* _Data extract_

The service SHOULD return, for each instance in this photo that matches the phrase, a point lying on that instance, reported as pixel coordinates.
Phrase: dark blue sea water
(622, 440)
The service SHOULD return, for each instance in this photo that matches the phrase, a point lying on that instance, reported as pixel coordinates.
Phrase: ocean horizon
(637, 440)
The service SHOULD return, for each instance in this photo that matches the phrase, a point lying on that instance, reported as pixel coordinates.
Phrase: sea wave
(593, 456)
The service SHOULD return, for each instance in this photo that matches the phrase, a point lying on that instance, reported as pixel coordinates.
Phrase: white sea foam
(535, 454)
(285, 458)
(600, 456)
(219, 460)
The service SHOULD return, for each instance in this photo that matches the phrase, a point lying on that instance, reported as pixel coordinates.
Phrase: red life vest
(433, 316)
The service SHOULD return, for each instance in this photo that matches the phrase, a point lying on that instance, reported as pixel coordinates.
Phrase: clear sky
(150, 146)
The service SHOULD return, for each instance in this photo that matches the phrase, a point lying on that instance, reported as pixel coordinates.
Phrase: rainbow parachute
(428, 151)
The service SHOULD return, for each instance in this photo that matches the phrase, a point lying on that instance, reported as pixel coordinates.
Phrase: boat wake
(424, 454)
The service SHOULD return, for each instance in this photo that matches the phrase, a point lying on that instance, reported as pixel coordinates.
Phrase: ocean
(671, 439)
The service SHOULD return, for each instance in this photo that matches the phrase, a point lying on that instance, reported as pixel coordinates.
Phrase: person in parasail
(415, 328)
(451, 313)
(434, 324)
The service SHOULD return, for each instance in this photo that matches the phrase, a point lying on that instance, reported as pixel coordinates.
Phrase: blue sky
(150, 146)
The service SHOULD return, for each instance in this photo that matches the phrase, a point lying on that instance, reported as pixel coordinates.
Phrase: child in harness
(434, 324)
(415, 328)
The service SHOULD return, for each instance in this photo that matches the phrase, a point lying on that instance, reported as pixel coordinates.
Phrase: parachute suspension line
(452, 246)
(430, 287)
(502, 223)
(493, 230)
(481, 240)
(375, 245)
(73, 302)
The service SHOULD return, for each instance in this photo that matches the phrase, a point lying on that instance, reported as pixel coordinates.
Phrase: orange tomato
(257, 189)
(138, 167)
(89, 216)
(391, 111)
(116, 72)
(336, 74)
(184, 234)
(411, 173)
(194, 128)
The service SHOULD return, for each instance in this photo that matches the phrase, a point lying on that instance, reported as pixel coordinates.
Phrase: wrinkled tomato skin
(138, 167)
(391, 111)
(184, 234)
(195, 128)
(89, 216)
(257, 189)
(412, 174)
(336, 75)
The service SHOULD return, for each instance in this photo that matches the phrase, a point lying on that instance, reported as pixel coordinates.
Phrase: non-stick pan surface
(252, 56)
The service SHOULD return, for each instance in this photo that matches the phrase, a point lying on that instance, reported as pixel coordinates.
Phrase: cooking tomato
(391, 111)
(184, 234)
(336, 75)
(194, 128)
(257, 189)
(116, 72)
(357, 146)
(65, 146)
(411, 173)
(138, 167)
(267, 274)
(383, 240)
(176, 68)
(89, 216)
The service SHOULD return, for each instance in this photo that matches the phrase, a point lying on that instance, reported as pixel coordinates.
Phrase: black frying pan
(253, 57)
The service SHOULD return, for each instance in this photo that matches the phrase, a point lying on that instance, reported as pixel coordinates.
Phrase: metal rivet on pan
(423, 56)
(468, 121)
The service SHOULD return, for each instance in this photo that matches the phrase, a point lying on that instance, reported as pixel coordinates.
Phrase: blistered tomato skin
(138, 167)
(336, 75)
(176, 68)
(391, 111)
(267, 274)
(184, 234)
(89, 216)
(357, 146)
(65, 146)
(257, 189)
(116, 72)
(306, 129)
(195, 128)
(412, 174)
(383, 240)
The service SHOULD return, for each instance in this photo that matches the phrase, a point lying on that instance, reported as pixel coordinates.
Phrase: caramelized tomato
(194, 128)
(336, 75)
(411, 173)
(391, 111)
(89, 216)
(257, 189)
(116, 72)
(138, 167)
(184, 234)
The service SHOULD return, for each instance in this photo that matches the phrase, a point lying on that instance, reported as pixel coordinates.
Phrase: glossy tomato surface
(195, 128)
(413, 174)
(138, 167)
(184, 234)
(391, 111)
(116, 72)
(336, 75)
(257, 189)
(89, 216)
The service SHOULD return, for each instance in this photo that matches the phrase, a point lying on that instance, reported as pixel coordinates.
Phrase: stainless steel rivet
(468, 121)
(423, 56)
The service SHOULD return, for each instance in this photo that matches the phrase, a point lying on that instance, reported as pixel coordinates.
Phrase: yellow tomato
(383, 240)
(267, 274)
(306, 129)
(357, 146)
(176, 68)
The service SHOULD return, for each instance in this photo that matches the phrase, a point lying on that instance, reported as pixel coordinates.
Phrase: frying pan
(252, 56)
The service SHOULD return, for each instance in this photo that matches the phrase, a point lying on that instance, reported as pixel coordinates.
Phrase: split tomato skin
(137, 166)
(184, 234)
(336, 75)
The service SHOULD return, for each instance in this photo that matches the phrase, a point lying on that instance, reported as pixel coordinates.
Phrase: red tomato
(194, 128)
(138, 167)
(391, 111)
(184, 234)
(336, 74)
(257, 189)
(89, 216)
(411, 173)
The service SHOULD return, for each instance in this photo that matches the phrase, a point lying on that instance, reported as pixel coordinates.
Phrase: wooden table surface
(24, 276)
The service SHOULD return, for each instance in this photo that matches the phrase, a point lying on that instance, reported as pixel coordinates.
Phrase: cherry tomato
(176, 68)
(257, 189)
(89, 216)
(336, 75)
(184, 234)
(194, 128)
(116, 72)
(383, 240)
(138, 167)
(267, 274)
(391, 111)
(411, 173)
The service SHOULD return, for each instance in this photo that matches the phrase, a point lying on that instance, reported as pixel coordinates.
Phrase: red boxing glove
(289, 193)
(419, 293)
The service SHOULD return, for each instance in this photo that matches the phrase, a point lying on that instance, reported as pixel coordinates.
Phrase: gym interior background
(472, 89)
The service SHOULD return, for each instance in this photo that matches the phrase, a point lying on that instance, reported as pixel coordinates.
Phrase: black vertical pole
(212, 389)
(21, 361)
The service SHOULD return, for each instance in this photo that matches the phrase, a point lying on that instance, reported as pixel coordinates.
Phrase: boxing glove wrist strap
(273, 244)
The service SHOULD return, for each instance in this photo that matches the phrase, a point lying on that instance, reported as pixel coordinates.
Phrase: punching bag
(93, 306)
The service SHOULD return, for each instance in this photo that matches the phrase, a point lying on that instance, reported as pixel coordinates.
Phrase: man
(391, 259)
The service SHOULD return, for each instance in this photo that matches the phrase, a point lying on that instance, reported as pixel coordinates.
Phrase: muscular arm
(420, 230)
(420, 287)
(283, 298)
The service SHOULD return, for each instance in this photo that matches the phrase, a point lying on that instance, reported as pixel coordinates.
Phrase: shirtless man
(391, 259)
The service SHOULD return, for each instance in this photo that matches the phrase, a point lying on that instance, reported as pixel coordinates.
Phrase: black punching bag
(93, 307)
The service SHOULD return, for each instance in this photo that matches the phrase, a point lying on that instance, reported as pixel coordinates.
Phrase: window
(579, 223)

* _What is asked_
Using the listing above, retype each line exactly.

* _The completed task_
The service SHOULD return, for each instance in this photo that matches the phrase, a point lying on that instance, reported as pixel coordinates.
Phrase: dark blue sea water
(622, 440)
The service SHOULD return, for each instance in this photo that matches the phrase, a point lying on that instance, reported as pixel coordinates.
Phrase: ocean horizon
(637, 440)
The service SHOULD return, for each instance in this photo that matches the phrase, a point lying on that instance, reported as pixel coordinates.
Phrase: sea wave
(593, 456)
The service SHOULD return, for each instance in this photo that matches the phrase, a point lying on that instance, reported as pixel coordinates.
Phrase: white sea foam
(535, 454)
(285, 458)
(600, 456)
(219, 460)
The service SHOULD return, for each instance in this photo that matches the phrase, a point lying on that instance, reported as pixel coordinates.
Phrase: red life vest
(433, 316)
The service SHOULD return, for each instance in this photo that matches the phrase, a point lying on that instance, reported as pixel coordinates.
Phrase: clear sky
(150, 146)
The service SHOULD return, for each instance in this photo that matches the phrase, a point lying on that instance, reported as pixel coordinates.
Phrase: rainbow parachute
(428, 151)
The service SHOULD return, for each instance in this photo that matches the phrase, a point lying on that instance, reported as pixel coordinates.
Phrase: boat wake
(424, 454)
The service SHOULD return, for each instance in this photo that matches the phrase, a point lying on that instance, reported as pixel coordinates.
Phrase: ocean
(671, 439)
The service SHOULD return, for each instance in this photo that matches the phrase, a point lying on that instance, reported as pixel coordinates.
Phrase: person in parasail
(415, 328)
(451, 313)
(434, 324)
The service SHOULD return, for each instance in this photo that matches the phrase, a point lying on that instance, reported as pixel coordinates.
Phrase: blue sky
(150, 146)
The service SHOULD return, for each instance in this photo that matches the phrase, a point lying on that instance, reported as pixel coordinates.
Phrase: child in harness
(434, 324)
(415, 328)
The service SHOULD return, for each instance in this photo that matches the phrase, a point lying on that instance, reported as pixel coordinates.
Phrase: parachute suspension line
(452, 246)
(430, 287)
(502, 223)
(493, 230)
(481, 240)
(375, 245)
(73, 302)
The service SHOULD return, for each instance in this photo that matches the phrase, a point lying on that instance, reported as pixel coordinates.
Phrase: orange tomato
(257, 189)
(138, 167)
(89, 216)
(391, 111)
(116, 72)
(336, 74)
(184, 234)
(411, 173)
(194, 128)
The service SHOULD return, for each instance in this photo that matches the phrase, a point lying on that instance, reported as pixel coordinates.
Phrase: wrinkled tomato skin
(138, 167)
(391, 111)
(184, 234)
(195, 128)
(89, 216)
(257, 189)
(412, 174)
(336, 75)
The service SHOULD return, for each instance in this photo that matches the phrase, a point lying on that instance, reported as pixel coordinates.
Phrase: non-stick pan surface
(252, 56)
The service SHOULD return, for each instance in this photo that matches the phrase, a point lying on that instance, reported as pixel coordinates.
Phrase: cooking tomato
(391, 111)
(184, 234)
(336, 75)
(194, 128)
(257, 189)
(116, 72)
(357, 146)
(65, 146)
(411, 173)
(138, 167)
(267, 274)
(383, 240)
(176, 68)
(89, 216)
The service SHOULD return, for each instance in this photo that matches the phrase, a point lying on that instance, reported as pixel coordinates.
Phrase: black frying pan
(253, 57)
The service SHOULD return, for each instance in this photo that matches the phrase, a point lying on that instance, reported as pixel coordinates.
Phrase: metal rivet on pan
(423, 56)
(468, 121)
The service SHOULD return, for each instance in this photo that matches the phrase, a point lying on that instance, reported as pixel coordinates.
Phrase: blistered tomato skin
(138, 167)
(336, 75)
(176, 68)
(391, 111)
(267, 274)
(184, 234)
(89, 216)
(357, 146)
(65, 146)
(257, 189)
(116, 72)
(306, 129)
(195, 128)
(412, 174)
(383, 240)
The service SHOULD return, for each instance in this photo that matches the phrase, a point lying on that instance, reported as pixel coordinates.
Phrase: caramelized tomato
(194, 128)
(336, 75)
(411, 173)
(391, 111)
(89, 216)
(257, 189)
(116, 72)
(138, 167)
(184, 234)
The service SHOULD return, for each instance in this photo that matches the phrase, a point lying on that instance, reported as pixel coordinates.
Phrase: glossy tomato surface
(195, 128)
(413, 174)
(138, 167)
(184, 234)
(391, 111)
(116, 72)
(336, 75)
(257, 189)
(89, 216)
The service SHOULD return, for each instance in this photo that matches the phrase, a point lying on that instance, reported as pixel coordinates.
Phrase: stainless steel rivet
(468, 121)
(423, 56)
The service SHOULD return, for each instance in this photo that matches the phrase, a point lying on that instance, reported as pixel coordinates.
Phrase: yellow tomato
(383, 240)
(267, 274)
(306, 129)
(357, 146)
(176, 68)
The service SHOULD return, for each instance in this photo that matches the phrase, a point lying on that instance, reported as pixel coordinates.
Phrase: frying pan
(252, 56)
The service SHOULD return, for each instance in this photo that matches the phrase, a point lying on that instance, reported as pixel coordinates.
Phrase: split tomato skin
(137, 166)
(184, 234)
(336, 75)
The service SHOULD return, for each instance in this photo that matches the phrase, a point lying on that instance, reported as pixel coordinates.
Phrase: red tomato
(194, 128)
(138, 167)
(391, 111)
(184, 234)
(336, 74)
(257, 189)
(89, 216)
(411, 173)
The service SHOULD return, for each instance in this photo that matches the phrase, a point lying on that instance, reported as pixel coordinates.
Phrase: wooden table surface
(24, 276)
The service SHOULD return, for each instance in this photo that matches the phrase, a point lying on that instance, reported as pixel coordinates.
Phrase: cherry tomato
(176, 68)
(257, 189)
(89, 216)
(336, 75)
(184, 234)
(194, 128)
(116, 72)
(383, 240)
(138, 167)
(267, 274)
(391, 111)
(411, 173)
The service SHOULD return, for each instance in this photo that matches the phrase, a point lying on that instance, reported as pixel coordinates.
Phrase: red boxing glove
(289, 193)
(419, 293)
The service SHOULD return, for each instance in this photo that matches the phrase, a point lying on that instance, reported as pixel coordinates.
Phrase: gym interior background
(472, 89)
The service SHOULD return, for each instance in this photo that matches the phrase, a point lying on that instance, reported as pixel coordinates.
Phrase: black vertical pole
(212, 389)
(21, 361)
The service SHOULD return, for each instance in this photo that matches the phrase, a point lying on that instance, reported as pixel coordinates.
Phrase: boxing glove wrist strap
(273, 244)
The service SHOULD return, for each instance in this photo that matches the phrase, a point lying on that instance, reported as pixel coordinates.
Phrase: punching bag
(93, 306)
The service SHOULD return, for each instance in this photo that matches the phrase, a point lying on that instance, reported as pixel coordinates.
Phrase: man
(391, 259)
The service SHOULD return, for each instance in this photo that matches the phrase, a point lying on that instance, reported as pixel coordinates.
Phrase: muscular arm
(420, 230)
(420, 287)
(283, 298)
The service SHOULD return, for each instance in this photo that matches the phrase, a point lying on that instance, reported as pixel coordinates.
Phrase: shirtless man
(391, 259)
The service SHOULD return, for each instance in this photo that matches the phrase, a point lying on that instance, reported as pixel coordinates.
Phrase: black punching bag
(93, 307)
The service SHOULD return, for each instance in this photo that matches the phrase, a point lying on that instance, reported as pixel coordinates.
Phrase: window
(579, 223)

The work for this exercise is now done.